__The problem__
Return every line of the data below that contains the word "striped", matching case exactly.

::::

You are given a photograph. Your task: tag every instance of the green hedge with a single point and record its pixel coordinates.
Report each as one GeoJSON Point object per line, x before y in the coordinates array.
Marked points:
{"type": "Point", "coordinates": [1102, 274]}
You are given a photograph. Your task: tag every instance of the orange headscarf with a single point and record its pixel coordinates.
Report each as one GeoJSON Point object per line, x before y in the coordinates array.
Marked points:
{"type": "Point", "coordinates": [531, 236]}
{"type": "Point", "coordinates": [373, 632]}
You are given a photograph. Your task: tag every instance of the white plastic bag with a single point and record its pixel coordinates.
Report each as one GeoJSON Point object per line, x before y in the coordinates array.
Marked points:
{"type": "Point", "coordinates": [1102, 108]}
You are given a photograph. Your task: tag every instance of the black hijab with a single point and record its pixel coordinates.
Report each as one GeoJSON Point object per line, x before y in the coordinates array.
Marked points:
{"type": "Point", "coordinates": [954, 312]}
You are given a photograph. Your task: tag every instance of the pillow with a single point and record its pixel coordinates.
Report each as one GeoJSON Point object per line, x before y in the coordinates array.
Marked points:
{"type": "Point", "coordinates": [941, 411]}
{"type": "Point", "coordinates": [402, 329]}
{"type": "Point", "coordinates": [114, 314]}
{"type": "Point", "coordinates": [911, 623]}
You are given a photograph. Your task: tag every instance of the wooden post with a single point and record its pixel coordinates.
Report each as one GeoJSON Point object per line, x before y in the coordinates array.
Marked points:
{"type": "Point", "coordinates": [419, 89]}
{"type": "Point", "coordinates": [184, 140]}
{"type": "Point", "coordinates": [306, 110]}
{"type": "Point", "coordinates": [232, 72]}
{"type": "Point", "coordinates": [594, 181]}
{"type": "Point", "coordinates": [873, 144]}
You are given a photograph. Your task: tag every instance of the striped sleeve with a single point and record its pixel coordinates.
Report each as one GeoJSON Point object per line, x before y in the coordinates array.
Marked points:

::::

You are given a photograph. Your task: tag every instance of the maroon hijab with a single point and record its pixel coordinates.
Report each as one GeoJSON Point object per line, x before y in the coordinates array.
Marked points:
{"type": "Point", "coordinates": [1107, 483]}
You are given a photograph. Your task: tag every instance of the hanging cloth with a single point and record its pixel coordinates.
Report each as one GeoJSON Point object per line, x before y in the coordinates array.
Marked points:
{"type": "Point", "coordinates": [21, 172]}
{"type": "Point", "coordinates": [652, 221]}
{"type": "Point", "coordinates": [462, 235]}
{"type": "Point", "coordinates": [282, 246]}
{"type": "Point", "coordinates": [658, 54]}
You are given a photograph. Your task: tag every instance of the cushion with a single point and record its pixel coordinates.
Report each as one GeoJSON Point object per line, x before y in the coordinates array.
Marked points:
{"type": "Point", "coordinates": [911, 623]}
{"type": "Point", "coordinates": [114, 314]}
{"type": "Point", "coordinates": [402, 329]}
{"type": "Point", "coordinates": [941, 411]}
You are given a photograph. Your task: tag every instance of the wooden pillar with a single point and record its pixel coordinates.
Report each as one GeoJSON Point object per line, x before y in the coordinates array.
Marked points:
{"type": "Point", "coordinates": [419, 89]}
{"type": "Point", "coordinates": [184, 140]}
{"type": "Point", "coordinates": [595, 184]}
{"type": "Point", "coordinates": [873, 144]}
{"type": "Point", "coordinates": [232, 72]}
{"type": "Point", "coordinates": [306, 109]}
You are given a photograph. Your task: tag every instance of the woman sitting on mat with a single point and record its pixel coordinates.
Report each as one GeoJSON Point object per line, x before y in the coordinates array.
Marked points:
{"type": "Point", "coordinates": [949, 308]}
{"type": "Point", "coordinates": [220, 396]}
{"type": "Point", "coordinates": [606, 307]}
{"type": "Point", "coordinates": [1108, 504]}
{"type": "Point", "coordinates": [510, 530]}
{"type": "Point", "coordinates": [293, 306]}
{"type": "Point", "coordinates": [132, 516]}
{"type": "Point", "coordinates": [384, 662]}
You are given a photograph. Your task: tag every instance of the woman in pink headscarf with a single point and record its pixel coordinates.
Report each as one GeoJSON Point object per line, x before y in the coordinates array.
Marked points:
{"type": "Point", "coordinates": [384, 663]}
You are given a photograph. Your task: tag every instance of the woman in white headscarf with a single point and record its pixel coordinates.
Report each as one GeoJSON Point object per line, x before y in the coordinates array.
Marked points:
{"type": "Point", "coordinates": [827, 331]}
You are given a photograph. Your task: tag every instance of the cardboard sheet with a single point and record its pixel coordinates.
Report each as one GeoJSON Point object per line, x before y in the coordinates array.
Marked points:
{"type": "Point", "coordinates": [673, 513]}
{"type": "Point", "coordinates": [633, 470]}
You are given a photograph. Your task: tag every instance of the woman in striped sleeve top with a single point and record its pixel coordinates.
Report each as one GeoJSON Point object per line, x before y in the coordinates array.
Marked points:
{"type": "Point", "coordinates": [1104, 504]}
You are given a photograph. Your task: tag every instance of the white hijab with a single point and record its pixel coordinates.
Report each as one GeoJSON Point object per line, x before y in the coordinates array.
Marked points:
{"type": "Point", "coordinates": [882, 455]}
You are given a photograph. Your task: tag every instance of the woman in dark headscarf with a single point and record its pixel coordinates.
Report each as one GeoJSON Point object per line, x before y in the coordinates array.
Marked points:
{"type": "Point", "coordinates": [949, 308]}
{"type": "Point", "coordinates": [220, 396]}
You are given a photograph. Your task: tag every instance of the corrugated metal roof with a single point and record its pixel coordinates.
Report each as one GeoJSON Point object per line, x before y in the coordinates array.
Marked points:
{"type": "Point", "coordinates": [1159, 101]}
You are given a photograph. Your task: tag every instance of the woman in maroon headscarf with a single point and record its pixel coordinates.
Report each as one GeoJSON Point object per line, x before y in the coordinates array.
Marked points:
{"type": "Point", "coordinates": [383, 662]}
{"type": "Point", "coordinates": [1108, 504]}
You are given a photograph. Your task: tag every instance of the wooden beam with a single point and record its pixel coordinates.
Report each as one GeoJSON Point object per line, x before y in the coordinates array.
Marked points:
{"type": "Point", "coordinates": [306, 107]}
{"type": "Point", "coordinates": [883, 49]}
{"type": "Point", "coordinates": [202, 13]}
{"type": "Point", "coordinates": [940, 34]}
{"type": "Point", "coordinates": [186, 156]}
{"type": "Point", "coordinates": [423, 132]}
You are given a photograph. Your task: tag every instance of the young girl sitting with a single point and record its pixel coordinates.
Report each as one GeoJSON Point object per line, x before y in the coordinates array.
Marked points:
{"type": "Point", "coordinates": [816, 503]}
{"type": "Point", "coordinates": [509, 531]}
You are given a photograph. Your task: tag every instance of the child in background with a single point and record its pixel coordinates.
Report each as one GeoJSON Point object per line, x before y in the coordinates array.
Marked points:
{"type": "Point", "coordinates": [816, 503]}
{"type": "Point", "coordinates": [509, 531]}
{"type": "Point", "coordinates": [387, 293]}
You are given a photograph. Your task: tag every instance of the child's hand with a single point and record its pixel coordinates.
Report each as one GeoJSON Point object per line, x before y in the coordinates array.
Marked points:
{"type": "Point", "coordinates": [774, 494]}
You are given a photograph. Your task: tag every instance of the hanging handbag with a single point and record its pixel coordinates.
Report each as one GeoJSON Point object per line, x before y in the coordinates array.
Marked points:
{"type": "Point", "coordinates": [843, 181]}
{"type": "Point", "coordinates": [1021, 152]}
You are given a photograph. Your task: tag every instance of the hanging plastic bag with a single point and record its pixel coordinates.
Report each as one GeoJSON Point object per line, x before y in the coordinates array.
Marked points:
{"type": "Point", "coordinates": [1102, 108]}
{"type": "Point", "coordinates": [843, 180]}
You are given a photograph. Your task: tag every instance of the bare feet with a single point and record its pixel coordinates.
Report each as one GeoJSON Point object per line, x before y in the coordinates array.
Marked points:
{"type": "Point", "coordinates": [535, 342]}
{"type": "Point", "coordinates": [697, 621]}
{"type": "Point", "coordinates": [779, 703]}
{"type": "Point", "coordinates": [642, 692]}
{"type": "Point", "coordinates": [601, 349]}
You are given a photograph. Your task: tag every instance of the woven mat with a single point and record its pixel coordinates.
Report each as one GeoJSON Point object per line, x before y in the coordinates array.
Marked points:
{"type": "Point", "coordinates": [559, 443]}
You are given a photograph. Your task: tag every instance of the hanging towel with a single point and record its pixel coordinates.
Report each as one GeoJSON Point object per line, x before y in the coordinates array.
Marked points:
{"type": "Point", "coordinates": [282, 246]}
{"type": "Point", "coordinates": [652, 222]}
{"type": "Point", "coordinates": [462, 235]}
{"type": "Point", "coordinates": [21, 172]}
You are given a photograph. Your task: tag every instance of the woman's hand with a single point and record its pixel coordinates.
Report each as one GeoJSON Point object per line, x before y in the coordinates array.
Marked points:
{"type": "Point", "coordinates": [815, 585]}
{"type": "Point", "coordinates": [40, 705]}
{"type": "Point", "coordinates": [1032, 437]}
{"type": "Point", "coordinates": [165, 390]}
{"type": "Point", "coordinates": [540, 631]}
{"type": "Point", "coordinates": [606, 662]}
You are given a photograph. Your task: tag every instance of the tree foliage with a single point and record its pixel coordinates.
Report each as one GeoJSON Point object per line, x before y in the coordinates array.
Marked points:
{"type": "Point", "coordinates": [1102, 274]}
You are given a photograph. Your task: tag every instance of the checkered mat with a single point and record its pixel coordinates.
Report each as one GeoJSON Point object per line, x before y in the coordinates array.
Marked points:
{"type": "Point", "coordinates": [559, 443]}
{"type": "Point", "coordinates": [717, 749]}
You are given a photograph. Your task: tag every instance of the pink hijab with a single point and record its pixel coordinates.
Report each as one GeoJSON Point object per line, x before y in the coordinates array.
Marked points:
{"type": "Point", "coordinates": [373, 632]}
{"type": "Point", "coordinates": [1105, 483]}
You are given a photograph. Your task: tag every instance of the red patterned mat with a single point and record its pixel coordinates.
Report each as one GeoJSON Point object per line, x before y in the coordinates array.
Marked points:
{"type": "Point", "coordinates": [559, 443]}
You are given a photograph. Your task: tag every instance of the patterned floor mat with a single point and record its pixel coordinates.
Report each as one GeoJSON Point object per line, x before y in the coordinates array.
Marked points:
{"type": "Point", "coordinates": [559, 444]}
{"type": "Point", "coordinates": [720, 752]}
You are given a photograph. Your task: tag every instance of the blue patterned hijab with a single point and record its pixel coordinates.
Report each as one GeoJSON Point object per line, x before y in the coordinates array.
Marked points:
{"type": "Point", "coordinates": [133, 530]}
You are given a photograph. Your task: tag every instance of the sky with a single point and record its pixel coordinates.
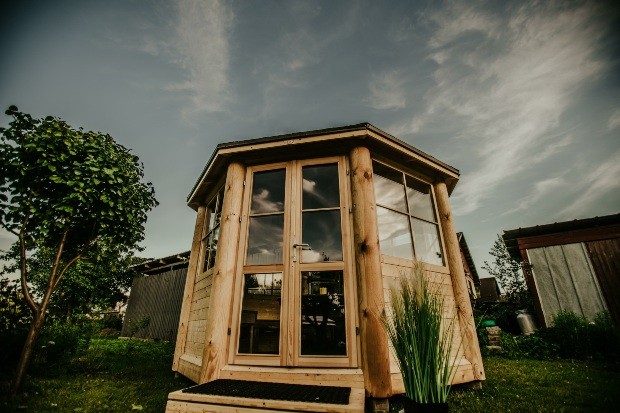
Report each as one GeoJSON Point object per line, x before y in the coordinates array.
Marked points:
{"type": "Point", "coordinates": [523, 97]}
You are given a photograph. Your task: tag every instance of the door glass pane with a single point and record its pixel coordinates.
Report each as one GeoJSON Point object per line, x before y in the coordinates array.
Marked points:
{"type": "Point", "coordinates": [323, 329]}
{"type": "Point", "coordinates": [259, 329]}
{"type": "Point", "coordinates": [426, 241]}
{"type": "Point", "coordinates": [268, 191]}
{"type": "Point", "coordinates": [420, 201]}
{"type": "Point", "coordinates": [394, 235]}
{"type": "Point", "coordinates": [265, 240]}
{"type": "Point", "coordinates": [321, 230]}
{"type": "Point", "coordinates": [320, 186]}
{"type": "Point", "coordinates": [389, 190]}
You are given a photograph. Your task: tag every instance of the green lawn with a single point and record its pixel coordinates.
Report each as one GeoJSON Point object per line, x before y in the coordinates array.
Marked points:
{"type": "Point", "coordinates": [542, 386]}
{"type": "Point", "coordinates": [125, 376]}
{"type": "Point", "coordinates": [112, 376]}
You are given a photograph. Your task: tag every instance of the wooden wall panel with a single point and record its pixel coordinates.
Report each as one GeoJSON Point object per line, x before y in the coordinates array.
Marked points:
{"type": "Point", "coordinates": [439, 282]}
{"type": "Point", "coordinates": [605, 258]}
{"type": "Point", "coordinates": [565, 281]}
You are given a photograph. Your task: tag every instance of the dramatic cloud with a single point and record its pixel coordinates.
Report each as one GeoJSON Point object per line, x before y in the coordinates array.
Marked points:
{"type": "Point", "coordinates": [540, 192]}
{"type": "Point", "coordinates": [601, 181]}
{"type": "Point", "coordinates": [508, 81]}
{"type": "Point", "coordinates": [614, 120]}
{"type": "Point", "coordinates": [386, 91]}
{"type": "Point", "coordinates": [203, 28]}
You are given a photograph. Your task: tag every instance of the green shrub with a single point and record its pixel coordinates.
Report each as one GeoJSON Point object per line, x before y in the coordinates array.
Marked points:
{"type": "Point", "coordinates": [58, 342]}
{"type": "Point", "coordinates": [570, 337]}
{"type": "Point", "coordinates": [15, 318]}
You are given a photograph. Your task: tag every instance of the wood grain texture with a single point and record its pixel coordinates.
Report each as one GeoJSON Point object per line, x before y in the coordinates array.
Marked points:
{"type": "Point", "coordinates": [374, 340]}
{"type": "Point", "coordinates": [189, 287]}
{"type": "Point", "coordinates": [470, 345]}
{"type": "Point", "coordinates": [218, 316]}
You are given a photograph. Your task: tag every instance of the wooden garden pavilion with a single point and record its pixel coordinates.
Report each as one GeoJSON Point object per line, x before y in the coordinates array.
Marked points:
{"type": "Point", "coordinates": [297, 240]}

::::

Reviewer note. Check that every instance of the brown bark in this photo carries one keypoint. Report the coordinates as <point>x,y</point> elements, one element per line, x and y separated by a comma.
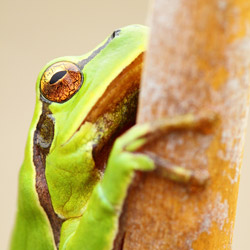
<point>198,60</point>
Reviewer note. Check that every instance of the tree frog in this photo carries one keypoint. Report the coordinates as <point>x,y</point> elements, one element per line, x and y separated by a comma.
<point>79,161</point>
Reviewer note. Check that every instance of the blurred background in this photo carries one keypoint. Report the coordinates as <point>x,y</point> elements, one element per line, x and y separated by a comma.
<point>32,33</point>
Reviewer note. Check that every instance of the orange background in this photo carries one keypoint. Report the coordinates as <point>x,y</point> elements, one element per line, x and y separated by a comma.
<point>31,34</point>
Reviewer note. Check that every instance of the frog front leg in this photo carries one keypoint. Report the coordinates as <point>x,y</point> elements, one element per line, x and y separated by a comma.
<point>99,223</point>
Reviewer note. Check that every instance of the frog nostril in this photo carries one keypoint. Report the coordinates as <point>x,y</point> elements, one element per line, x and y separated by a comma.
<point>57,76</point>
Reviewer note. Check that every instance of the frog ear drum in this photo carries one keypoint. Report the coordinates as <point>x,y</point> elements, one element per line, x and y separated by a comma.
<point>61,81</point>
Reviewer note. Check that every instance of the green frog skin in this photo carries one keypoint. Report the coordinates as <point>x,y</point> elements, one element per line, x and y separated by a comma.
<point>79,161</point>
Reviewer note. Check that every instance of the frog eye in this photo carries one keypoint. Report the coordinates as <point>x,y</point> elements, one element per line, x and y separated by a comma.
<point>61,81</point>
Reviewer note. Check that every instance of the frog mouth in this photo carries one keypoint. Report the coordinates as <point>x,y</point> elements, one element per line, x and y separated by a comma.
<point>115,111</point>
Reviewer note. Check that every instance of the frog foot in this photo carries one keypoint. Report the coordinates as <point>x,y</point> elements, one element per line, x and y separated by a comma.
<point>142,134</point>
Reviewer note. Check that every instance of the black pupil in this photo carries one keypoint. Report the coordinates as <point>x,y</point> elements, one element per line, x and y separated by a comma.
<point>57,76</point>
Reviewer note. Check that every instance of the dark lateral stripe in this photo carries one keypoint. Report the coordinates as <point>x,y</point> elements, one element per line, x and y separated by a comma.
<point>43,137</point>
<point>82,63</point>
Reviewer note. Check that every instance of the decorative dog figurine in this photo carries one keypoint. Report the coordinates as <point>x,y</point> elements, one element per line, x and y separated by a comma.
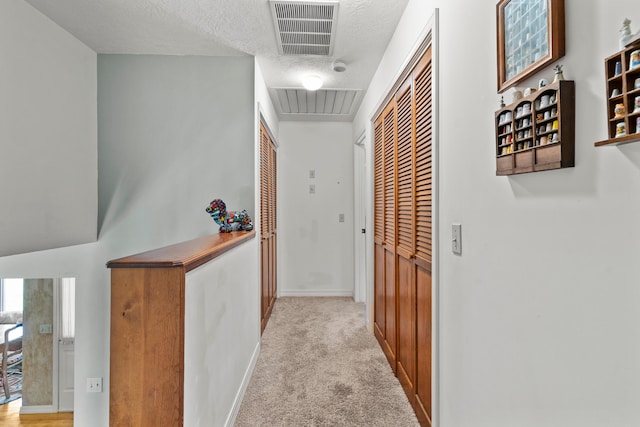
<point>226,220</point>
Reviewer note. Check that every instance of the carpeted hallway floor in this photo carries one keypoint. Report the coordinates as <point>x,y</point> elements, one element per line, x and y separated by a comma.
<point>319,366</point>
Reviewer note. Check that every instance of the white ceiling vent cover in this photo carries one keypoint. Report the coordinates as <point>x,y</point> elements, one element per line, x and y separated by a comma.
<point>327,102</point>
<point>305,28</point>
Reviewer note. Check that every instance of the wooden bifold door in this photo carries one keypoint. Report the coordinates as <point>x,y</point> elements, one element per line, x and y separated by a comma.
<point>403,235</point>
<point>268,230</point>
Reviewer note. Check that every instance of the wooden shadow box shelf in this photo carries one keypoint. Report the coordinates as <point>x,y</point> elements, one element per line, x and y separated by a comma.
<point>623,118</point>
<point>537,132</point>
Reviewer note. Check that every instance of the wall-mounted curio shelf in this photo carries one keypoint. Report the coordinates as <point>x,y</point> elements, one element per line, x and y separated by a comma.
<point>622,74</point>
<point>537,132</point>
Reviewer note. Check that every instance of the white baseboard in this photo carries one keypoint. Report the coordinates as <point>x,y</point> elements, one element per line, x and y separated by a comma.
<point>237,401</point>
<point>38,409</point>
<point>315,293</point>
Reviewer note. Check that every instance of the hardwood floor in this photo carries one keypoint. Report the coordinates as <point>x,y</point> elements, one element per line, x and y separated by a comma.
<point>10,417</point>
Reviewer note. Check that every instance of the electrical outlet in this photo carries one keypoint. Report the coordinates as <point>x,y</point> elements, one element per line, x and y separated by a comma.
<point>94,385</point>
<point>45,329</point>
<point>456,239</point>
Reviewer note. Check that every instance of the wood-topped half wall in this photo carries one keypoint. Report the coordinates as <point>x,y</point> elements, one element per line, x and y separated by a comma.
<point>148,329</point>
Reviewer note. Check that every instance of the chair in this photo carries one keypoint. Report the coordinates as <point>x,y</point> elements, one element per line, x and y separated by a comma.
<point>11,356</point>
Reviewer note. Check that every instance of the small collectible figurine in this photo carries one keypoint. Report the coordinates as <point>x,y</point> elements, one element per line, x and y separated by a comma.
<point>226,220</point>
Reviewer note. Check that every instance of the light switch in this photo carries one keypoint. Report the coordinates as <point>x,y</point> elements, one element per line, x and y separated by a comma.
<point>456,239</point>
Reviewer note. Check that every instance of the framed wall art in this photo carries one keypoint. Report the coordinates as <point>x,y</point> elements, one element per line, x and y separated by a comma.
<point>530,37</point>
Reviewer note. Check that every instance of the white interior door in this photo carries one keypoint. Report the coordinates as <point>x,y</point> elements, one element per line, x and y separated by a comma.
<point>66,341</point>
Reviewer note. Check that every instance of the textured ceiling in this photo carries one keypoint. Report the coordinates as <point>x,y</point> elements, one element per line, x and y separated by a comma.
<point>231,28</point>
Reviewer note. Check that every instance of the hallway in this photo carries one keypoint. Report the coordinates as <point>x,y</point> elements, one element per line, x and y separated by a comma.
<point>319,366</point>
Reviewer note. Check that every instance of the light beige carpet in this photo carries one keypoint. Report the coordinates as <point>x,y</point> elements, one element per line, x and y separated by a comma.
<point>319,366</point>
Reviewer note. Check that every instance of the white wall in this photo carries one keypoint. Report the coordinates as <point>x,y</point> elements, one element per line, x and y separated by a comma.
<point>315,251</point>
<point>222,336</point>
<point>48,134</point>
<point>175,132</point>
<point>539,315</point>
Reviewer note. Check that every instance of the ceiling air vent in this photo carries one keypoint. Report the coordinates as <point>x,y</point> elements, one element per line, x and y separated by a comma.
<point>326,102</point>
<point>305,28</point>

::::

__Answer for this exercise__
You are given a photograph. Your task: tag every instance of the striped sleeve with a single point and record its pixel coordinates.
You are given a photograph. Your task: tag every instance of the woman in striped sleeve top with a single point and record its pixel coordinates.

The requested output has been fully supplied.